Deep Chand vs. The State of Uttar Pradesh and Ors

landmark judgement LAW INSIDER IN

CASE BRIEF

Appellants: Deep Chand

Respondents: The State of Uttar Pradesh and Ors.

Decided On: 15 January, 1959

Judges/Coram
Sudhi Ranjan Das, C.J., B.P. Sinha, K. Subba Rao, K.N. Wanchoo and N.H. Bhagwati, JJ.

Equivalent Citation

AIR 1959 SC 648

Statues Referred

  • The Constitution of India: Articles 13, 19 (1), 31, 32, 37, 132, 133, 245, 246, and 254
  • Uttar Pradesh Transport Service (Development) Act, 1955: Sections 3, 4, 5, 8 and 11 (5)
  • General Clauses Act, 1897: Section 6

Facts

  • The petitioners were carrying on business as stage carriage operators on different routes in Uttar Pradesh under valid permits issued under the Motor Vehicles Act of 1939 along with buses owned by Government.
  • However, the U.P. Legislature passed Uttar Pradesh Transport Service (Development) Act, 1955- under Section 3 Government issued a notification nationalizing routes.
  • The appellants received notices under Section 5 of the U.P. Act requesting them to file objections, if any. After the objections were received, they were notified that the same would be heard by a Board.
  • The objections filed by all the operators other than those of the Agra region were heard and the inquiry in regard to the Agra region was adjourned however the operators of the Agra region failed to appear again.
  • A notification was issued under section 8 of the Act was published in the U.P. Gazette. Additionally, the Secretary to the Regional Transport Authority, Agra, sent an order alleged to have been issued by the Transport Commissioner to the operators of the Agra region barring them from operating their stage carriages on the specified routes and also notifying them that their permits would be transferred to other routes.

▶ _PROBLEMS AND TASKS_
A. Repeat, word for word, the part of the case brief that opens with the words containing "Statues Referred" and closes with "8 and 11 (5)".
B. Pick up the case brief on Deep Chand v. State of Uttar Pradesh after its last sentence and carry it forward.
The listing has no connection to the case brief above.

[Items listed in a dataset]
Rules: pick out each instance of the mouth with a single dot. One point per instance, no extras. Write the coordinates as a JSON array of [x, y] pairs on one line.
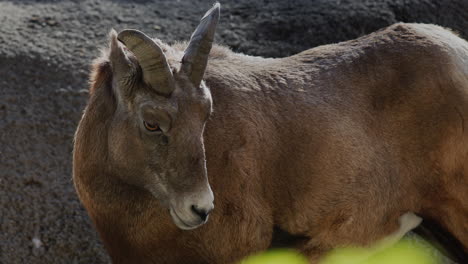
[[181, 223]]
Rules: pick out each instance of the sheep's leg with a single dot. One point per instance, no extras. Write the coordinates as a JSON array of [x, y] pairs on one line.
[[408, 221]]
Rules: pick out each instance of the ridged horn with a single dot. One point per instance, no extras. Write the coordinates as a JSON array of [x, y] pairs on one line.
[[156, 71], [196, 54]]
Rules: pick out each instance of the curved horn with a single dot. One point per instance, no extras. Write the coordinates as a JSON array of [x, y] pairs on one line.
[[156, 71], [196, 55]]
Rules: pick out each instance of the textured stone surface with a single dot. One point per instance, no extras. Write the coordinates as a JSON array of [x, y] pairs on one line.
[[45, 49]]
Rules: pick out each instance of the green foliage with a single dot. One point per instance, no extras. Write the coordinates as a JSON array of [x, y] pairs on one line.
[[404, 252], [276, 257]]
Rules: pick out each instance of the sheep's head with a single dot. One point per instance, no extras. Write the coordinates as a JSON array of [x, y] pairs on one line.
[[156, 135]]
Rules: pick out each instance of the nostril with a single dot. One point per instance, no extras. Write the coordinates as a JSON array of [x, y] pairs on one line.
[[200, 212]]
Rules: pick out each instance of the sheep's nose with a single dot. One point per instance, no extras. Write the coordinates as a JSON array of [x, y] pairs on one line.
[[201, 212]]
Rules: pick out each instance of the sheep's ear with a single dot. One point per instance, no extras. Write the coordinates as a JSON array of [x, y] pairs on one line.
[[123, 70], [196, 55]]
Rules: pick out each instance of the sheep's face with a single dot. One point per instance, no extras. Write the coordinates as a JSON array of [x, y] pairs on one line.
[[156, 134], [156, 142]]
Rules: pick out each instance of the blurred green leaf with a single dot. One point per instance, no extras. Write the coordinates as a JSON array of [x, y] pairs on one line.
[[276, 257], [404, 252]]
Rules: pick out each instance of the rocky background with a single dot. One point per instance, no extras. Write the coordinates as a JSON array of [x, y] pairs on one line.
[[46, 47]]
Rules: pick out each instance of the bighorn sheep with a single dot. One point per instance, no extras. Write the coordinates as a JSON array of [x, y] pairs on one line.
[[333, 144]]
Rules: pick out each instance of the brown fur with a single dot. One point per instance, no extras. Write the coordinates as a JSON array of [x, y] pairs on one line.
[[332, 144]]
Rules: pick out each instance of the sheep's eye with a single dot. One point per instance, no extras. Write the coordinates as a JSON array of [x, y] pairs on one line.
[[151, 127]]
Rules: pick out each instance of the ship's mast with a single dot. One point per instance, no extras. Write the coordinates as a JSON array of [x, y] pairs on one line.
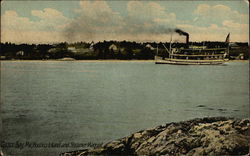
[[170, 48]]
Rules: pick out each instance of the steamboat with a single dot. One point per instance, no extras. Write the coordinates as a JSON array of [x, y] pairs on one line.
[[194, 56]]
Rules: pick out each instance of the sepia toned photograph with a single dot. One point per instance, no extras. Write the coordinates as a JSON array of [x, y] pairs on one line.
[[124, 77]]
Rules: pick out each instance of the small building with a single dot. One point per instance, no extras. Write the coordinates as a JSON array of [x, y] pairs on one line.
[[113, 47], [20, 53], [150, 47], [2, 57], [91, 47], [72, 49]]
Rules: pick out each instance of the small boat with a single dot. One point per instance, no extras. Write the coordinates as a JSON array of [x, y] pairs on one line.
[[194, 56]]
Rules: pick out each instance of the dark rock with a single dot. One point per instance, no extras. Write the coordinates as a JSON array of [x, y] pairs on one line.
[[206, 136]]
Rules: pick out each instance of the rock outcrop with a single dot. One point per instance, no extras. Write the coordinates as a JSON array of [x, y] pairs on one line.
[[207, 136]]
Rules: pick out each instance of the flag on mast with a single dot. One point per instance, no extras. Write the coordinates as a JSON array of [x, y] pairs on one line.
[[228, 38]]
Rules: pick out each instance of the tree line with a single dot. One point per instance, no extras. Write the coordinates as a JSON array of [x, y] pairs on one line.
[[123, 50]]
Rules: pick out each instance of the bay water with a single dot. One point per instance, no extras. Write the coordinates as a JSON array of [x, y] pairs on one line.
[[49, 107]]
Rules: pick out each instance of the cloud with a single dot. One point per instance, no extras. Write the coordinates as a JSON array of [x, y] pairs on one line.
[[97, 20], [47, 28], [218, 13], [94, 18], [148, 18], [49, 20]]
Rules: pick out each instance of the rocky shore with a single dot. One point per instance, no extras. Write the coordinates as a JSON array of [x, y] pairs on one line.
[[206, 136]]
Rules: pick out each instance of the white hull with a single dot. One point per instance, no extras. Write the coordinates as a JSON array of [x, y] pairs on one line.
[[189, 62]]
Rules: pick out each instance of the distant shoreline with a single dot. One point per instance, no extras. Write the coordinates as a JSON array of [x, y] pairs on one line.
[[53, 60]]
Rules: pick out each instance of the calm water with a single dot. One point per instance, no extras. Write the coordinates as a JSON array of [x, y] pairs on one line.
[[82, 102]]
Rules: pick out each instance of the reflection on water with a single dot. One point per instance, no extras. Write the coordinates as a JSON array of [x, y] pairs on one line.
[[97, 102]]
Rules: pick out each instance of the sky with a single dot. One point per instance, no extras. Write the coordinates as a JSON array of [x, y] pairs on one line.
[[140, 21]]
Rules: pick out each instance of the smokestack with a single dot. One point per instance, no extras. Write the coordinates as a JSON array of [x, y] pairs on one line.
[[187, 39], [181, 32]]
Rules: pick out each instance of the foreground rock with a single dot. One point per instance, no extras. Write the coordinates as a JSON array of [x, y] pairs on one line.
[[207, 136]]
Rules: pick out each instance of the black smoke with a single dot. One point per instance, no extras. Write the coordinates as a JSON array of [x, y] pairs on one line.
[[181, 32]]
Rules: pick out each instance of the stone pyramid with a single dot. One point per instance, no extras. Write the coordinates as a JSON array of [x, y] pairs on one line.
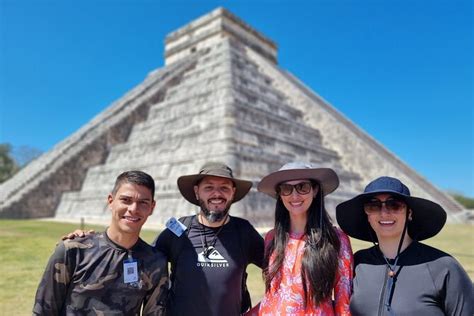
[[220, 97]]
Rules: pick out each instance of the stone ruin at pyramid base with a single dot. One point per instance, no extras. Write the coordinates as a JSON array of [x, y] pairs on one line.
[[221, 96]]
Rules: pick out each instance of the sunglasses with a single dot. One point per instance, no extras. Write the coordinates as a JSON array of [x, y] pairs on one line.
[[286, 189], [391, 205]]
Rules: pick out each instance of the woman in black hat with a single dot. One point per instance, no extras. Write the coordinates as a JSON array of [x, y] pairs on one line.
[[399, 275], [307, 260]]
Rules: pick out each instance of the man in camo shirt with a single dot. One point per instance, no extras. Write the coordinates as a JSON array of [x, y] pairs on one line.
[[109, 273]]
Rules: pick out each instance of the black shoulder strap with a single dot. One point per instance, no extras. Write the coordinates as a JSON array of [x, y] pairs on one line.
[[246, 303]]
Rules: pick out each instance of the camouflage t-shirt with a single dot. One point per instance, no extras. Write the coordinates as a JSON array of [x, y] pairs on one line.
[[85, 276]]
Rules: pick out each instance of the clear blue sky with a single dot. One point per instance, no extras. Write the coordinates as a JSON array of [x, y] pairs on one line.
[[401, 70]]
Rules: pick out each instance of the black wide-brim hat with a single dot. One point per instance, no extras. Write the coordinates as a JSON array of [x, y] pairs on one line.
[[215, 169], [428, 218], [326, 177]]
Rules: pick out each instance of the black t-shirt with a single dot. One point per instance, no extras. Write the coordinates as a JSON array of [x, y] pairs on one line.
[[210, 285]]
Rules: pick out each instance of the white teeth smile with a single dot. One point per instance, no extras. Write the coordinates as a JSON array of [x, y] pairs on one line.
[[216, 201], [296, 203], [131, 219]]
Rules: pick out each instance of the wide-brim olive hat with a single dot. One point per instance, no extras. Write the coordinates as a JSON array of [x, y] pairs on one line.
[[216, 169], [326, 177], [427, 220]]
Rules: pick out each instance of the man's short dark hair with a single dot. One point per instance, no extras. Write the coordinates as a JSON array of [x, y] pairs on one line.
[[135, 177]]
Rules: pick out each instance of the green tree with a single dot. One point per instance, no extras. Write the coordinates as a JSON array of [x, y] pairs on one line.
[[465, 201], [8, 166]]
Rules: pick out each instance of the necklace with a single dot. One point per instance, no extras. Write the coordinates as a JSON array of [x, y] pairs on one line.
[[391, 267], [208, 249]]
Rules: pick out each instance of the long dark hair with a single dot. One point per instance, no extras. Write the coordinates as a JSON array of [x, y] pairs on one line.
[[320, 258]]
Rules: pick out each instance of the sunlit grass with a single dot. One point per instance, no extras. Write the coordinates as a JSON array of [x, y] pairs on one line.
[[25, 246]]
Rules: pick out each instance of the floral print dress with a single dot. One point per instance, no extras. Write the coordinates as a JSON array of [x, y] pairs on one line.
[[286, 294]]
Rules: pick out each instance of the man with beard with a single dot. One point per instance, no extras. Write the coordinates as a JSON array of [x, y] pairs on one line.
[[210, 251]]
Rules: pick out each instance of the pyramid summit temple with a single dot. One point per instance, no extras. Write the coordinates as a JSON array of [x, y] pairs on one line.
[[221, 96]]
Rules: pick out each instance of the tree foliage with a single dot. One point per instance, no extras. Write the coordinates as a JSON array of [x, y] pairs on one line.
[[465, 201], [8, 166]]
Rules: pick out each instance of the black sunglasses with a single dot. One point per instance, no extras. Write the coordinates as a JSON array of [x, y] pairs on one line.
[[286, 189], [392, 205]]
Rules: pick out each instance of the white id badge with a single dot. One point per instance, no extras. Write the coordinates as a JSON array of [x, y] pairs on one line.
[[175, 226], [130, 271]]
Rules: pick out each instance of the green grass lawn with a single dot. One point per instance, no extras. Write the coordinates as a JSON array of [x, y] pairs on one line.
[[25, 246]]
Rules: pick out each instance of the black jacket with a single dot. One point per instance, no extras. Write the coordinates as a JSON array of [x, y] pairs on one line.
[[427, 282]]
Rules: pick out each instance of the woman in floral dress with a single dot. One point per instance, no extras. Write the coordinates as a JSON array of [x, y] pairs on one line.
[[308, 261]]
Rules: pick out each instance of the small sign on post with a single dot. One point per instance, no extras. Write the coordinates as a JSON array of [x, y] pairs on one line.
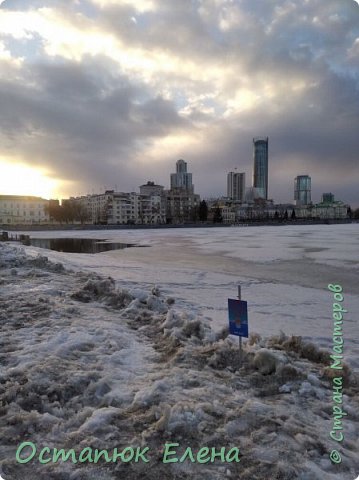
[[238, 319]]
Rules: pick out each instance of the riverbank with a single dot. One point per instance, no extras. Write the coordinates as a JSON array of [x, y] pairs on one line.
[[88, 361], [14, 228]]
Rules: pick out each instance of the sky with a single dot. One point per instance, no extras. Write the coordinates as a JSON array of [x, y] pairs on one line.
[[108, 94]]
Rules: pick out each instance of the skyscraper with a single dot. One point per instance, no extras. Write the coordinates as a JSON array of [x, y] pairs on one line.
[[260, 166], [302, 190], [181, 179], [236, 186]]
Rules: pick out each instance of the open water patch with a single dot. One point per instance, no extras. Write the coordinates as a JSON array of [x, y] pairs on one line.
[[78, 245]]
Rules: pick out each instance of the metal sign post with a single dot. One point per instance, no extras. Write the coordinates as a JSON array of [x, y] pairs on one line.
[[238, 319]]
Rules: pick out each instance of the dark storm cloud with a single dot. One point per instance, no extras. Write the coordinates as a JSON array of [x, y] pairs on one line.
[[81, 122], [235, 70]]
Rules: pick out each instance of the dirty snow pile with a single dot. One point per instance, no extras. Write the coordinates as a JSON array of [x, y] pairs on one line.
[[88, 363]]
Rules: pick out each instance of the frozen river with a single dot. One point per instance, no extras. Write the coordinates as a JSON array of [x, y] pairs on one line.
[[283, 272]]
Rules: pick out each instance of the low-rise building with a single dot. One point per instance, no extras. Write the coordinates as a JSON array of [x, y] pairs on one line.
[[23, 210]]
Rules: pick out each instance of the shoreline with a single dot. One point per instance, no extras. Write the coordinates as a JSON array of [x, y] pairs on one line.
[[17, 228]]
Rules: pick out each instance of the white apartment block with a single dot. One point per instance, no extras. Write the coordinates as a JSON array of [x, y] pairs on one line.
[[23, 210], [119, 208]]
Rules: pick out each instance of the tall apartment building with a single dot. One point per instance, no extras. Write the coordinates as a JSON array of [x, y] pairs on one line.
[[120, 208], [302, 190], [23, 210], [182, 202], [182, 179], [236, 185], [260, 166]]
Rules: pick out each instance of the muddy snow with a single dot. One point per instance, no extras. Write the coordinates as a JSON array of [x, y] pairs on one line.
[[87, 361]]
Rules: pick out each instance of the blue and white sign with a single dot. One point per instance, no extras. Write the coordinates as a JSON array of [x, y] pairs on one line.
[[238, 317]]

▶ _RESULTS FOR EACH TASK_
A.
Statues Referred

  • The Constitution of India: Articles 13, 19 (1), 31, 32, 37, 132, 133, 245, 246, and 254
  • Uttar Pradesh Transport Service (Development) Act, 1955: Sections 3, 4, 5, 8 and 11 (5)

B.
Issue

  • Whether the provisions of Part III of the Constitution enshrining the fundamental rights are mere checks or limitations on the legislative competency conferred on Parliament and the State Legislatures by Arts. 245 and 246 read with the relevant entries in the Lists in the Seventh Schedule to the Constitution or are in integral part of the provisions defining, prescribing and conferring the legislative competency itself?
  • Whether the doctrine of eclipse is applicable only to pre-Constitution laws or can apply also to any post-Constitution law which falls under Art. 13(2) of the Constitution?

Contentions by Parties

Appellant’s Arguments

  • The Motor Vehicles (Amendment) Act, 1956 passed by the Parliament is wholly repugnant to the provisions of the Uttar Pradesh Transport Service (Development) Act, 1955 and for that reason the latter becomes void under the provisions of Article 254(1) of the Indian Constitution; with the result that, at the present time, there exists no valid law wherein under the Government can exclude the appellants from exercising their fundamental right under the Constitution viz. to carry on their business of motor transport.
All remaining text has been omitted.